Document text >>
Archive for the ‘Zardari’ Category

Pakistan: President Diminished, Rival Triumphant

March 16, 2009

The promised reinstatement of Pakistan‘s chief justice defused a protest movement threatening the U.S.-allied government, but it could still spell trouble for the country’s struggling president.

The army is said to have directed President Asif Ali Zardari to defuse the developing showdown with opposition leader Nawaz Sharif and lawyers leading a column of protesters toward the capital Sunday night.

But by yielding to demands to restore judges fired by former military ruler and U.S. ally Pervez Musharraf, Zardari may have strengthened democracy in the nuclear-armed nation as it faces daunting security and economic challenges.

“Never before in Pakistan’s political history have you had people standing up for the rule of law, for the constitution,” said Nasim Zehra, a political and defense analyst. “Civil society has won out.”

Musharraf ousted Chief Justice Iftikhar Mohammed Chaudhry in 2007 after he blocked a privatization deal, investigated the fate of hundreds of people allegedly held incognito by security agencies, and even questioned the legality of the ex-general’s rule.

Information provided >>

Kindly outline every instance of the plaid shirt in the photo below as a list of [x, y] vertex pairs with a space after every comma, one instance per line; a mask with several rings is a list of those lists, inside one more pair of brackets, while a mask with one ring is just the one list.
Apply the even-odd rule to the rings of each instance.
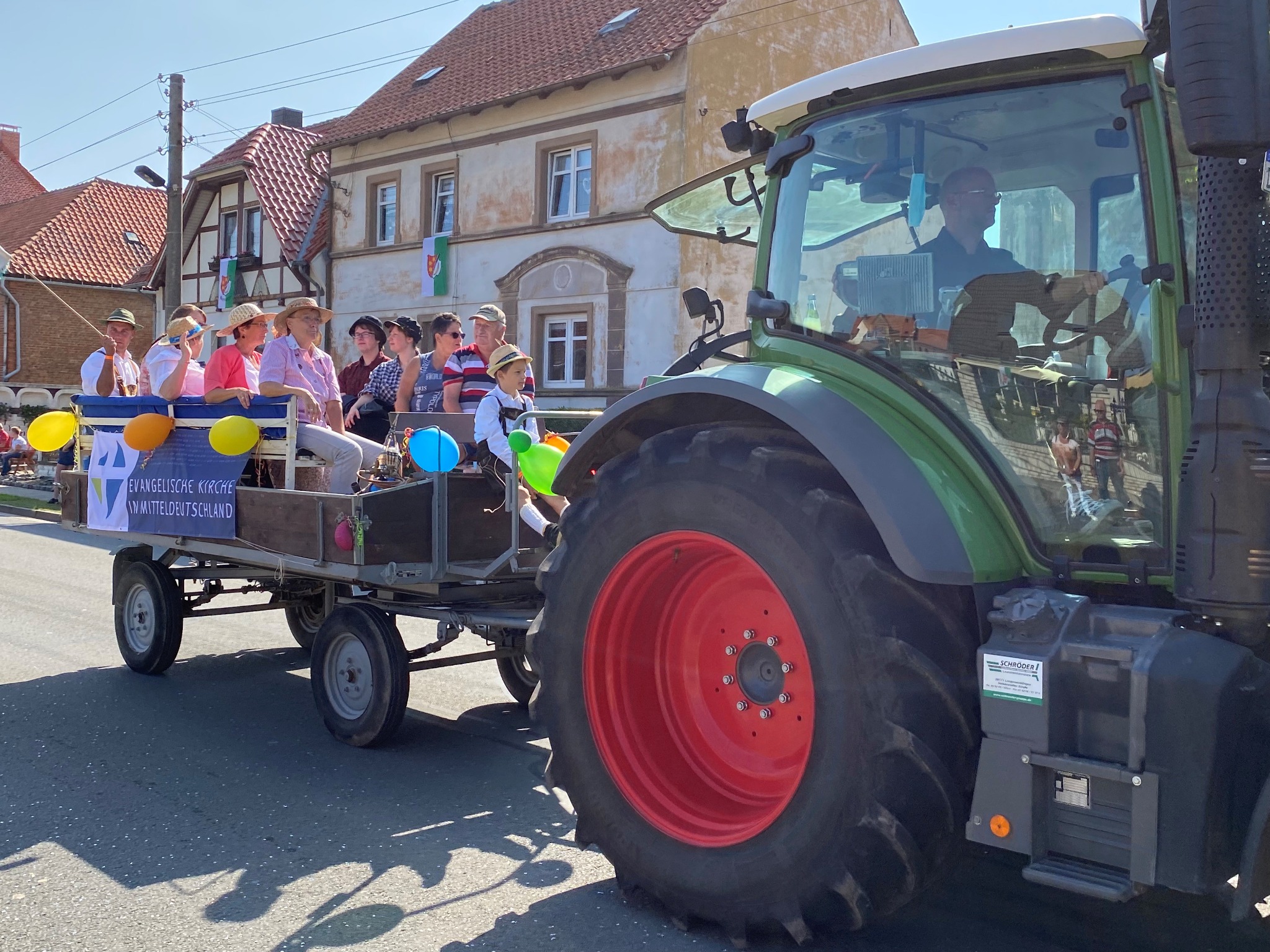
[[362, 387], [362, 393], [370, 393], [391, 410], [396, 404], [396, 388], [401, 382], [401, 372], [404, 369], [401, 362], [396, 358], [385, 360], [371, 371], [371, 378]]

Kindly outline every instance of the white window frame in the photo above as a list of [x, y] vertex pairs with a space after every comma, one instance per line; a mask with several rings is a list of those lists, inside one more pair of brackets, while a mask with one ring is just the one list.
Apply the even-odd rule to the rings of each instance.
[[[232, 222], [232, 228], [230, 227]], [[221, 241], [220, 253], [221, 258], [237, 258], [239, 251], [239, 221], [237, 209], [232, 212], [221, 212]]]
[[[385, 194], [392, 189], [392, 201], [387, 201]], [[387, 209], [392, 209], [392, 227], [386, 228]], [[396, 244], [396, 216], [398, 216], [398, 183], [385, 182], [375, 187], [375, 244], [377, 246]]]
[[[442, 190], [442, 185], [448, 184], [448, 190]], [[450, 227], [442, 228], [441, 225], [441, 201], [443, 198], [450, 199]], [[452, 171], [439, 171], [432, 176], [432, 234], [433, 235], [453, 235], [455, 222], [458, 213], [458, 175]]]
[[[579, 165], [579, 159], [582, 154], [585, 152], [585, 165]], [[568, 156], [566, 168], [556, 171], [556, 159], [559, 156]], [[591, 208], [594, 204], [592, 187], [594, 184], [594, 147], [591, 142], [582, 142], [577, 146], [570, 146], [569, 149], [552, 149], [547, 152], [547, 221], [575, 221], [578, 218], [589, 218]], [[579, 174], [587, 173], [587, 209], [583, 212], [578, 211], [578, 182]], [[566, 212], [560, 215], [552, 215], [551, 207], [554, 204], [554, 198], [556, 194], [556, 179], [564, 179], [561, 188], [569, 194], [569, 208]]]
[[243, 216], [246, 218], [244, 222], [246, 227], [243, 228], [240, 237], [246, 239], [246, 245], [239, 242], [243, 254], [260, 256], [260, 244], [264, 237], [264, 212], [260, 211], [260, 206], [253, 206], [251, 208], [244, 208]]
[[[564, 336], [552, 336], [551, 325], [564, 324]], [[584, 329], [583, 335], [575, 333], [577, 326], [582, 325]], [[547, 314], [542, 316], [542, 381], [541, 386], [549, 390], [578, 390], [587, 386], [587, 372], [591, 364], [591, 319], [584, 312], [579, 314]], [[564, 343], [564, 380], [551, 380], [551, 344]], [[583, 341], [587, 349], [587, 357], [583, 367], [574, 367], [574, 353], [575, 344]], [[577, 380], [578, 373], [582, 374], [582, 380]]]

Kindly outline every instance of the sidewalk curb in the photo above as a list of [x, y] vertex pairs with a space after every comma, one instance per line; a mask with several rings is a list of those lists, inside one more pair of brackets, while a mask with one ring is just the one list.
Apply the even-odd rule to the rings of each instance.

Set of tasks >>
1) Copy the rows from the line containing "Kindly outline every instance of the sidewalk" through the last row, inclusive.
2) Carry on the article on Pakistan's chief justice reinstatement from its last sentence.
The news article and the rows are unrelated to each other.

Expected answers >>
1)
Kindly outline every instance of the sidewalk curb in the photo above as a list of [x, y] vertex pairs with a space after every comma, one instance per line; a mask with several rings is a list of those lists, inside one more pair of brackets, while a mask with one ring is just the one list.
Apply the even-odd rule to the rings of each instance.

2)
But the move backfired as lawyers, rights activists, liberal media pundits — as well as the general’s political opponents — mounted a dogged campaign for an independent judiciary that turned the dour, mustachioed judge into an unlikely democratic icon.

The very same constellation has now humbled Zardari.

The slaying of former premier Benazir Bhutto catapulted her Pakistan People’s Party into power last year. Zardari, who took over his wife’s party and became president, forged a coalition with Sharif. The alliance collapsed as the two wrangled for power and Zardari reneged on a pledge to restore Chaudhry.

Sharif joined the opposition, but last month the Supreme Court ruled that he and his brother Shahbaz were inelegible for elected office. Zardari then dismissed the government Shahbaz led in Punjab, the most powerful Pakistani province.

Nawaz Sharif — who defied house arrest to participate in Sunday’s demonstration — accused Zardari of a power grab and urged his supporters to join lawyers and other activists planning to march on the capital, re-energizing the movement.

Zardari’s tough line also opened rifts in his party, which could weaken his grip and force him to pass on to Parliament some of the sweeping presidential powers accumulated by Musharraf, analysts said. He has pledged to give up the right to dissolve the assemblies and fire the government — but taken no concrete steps to do it.

“Zardari has come out badly bruised,” said Zahid Hussain, a Pakistani commentator. “He has managed to survive, but his power has certainly been curtailed.”

Sharif, in contrast, has emerged triumphant.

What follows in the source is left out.